◆ **INPUT ROWS**:
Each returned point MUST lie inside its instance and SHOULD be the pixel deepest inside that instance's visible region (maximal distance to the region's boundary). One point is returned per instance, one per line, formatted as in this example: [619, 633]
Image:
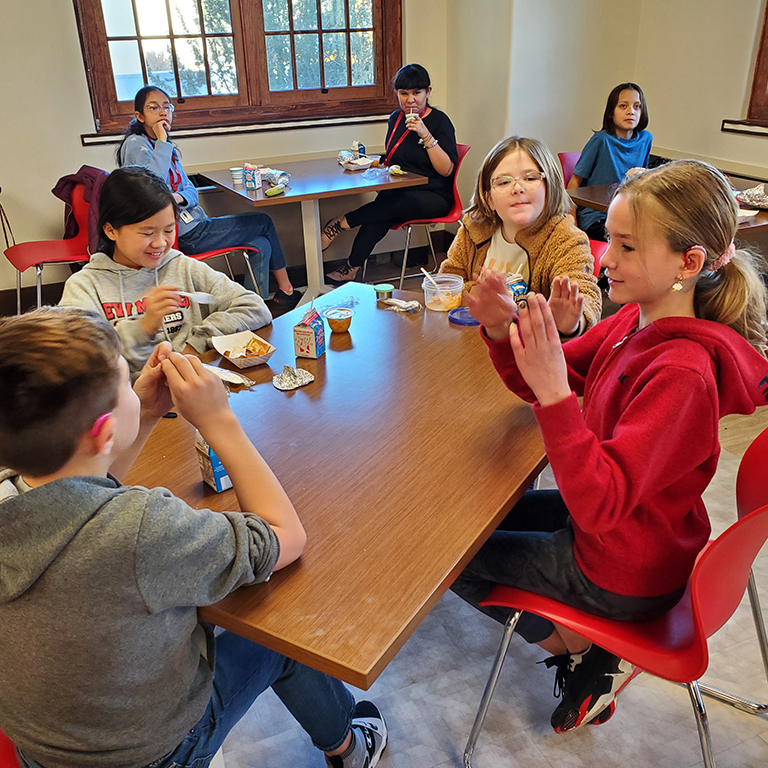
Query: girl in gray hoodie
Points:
[138, 281]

◆ **AIM**: Write out all the lines of the data again, requests included, but lower every point coordinate in the answers by 55. Leave the pictures out.

◆ **RESULT OF THIS TASK**:
Each returned point MUST lie inside its instance and SHOULD be the pixel deepest inside that instance's visible region (maximal distance to the region's boundary). One point is returned per instance, one per line, formatted as in this example: [619, 633]
Image:
Query: girl in gray hoodie
Points:
[83, 226]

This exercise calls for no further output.